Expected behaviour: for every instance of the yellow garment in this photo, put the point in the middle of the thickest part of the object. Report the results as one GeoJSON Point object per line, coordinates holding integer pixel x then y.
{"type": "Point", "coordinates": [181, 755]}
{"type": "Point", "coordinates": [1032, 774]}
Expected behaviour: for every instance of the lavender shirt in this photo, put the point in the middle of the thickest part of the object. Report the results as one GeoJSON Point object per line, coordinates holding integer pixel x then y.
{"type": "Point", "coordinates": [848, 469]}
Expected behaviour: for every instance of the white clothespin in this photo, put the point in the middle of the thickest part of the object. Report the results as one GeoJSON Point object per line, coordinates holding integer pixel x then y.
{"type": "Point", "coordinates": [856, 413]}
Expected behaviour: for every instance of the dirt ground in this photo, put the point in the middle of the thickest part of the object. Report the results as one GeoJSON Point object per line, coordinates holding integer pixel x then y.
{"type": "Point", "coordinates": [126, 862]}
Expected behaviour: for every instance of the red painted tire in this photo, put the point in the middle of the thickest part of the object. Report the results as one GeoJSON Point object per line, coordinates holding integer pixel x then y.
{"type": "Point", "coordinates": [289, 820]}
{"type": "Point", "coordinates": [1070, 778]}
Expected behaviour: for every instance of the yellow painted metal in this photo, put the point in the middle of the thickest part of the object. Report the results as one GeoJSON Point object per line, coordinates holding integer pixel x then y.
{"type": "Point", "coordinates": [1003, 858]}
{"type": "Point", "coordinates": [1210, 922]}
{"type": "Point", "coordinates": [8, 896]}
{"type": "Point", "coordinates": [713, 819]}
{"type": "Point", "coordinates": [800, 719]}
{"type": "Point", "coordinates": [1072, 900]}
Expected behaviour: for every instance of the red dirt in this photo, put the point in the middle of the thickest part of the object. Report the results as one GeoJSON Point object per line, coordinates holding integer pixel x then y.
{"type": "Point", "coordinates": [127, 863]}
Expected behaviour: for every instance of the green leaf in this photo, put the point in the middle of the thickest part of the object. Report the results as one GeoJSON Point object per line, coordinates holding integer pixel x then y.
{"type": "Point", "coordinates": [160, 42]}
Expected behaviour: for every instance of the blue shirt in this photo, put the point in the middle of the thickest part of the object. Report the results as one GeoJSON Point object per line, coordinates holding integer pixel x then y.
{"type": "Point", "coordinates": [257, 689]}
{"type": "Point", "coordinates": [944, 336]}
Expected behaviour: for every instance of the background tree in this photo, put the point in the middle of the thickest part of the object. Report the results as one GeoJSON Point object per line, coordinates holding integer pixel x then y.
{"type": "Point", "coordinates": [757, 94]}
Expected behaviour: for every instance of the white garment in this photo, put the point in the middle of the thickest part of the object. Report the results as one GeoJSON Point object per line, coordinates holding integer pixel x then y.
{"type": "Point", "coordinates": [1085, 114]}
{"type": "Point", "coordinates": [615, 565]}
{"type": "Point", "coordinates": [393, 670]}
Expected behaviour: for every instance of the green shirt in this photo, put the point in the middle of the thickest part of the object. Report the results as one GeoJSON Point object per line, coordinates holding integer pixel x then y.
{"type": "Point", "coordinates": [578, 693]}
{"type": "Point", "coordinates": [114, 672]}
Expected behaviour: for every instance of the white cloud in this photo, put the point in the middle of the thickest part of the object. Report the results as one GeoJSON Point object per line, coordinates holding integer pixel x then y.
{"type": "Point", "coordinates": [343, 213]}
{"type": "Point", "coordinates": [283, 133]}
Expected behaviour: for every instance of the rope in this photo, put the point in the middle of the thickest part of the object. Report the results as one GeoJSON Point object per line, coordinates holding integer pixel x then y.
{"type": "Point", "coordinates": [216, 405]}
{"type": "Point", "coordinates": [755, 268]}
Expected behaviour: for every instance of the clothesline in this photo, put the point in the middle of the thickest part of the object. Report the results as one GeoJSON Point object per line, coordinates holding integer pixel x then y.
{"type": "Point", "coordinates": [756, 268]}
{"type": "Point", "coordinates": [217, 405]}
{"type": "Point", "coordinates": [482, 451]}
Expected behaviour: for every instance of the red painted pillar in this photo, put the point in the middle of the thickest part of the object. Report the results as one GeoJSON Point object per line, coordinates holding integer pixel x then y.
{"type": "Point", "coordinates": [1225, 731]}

++++++++

◆ **Directions**:
Rewrite the stretch from the row that contains "Expected behaviour: for every instance of the red painted pillar" through the end of the rows, keeping all wording as is. Multiply every pixel coordinate in the answers by 0.3 and round to whole numbers, with halves rounded up.

◆ **Exercise output**:
Expected behaviour: for every instance of the red painted pillar in this photo, put the point in the middle of the thickest part of the object. Report the results as one GeoJSON Point object per line, coordinates holding integer pixel x then y.
{"type": "Point", "coordinates": [368, 219]}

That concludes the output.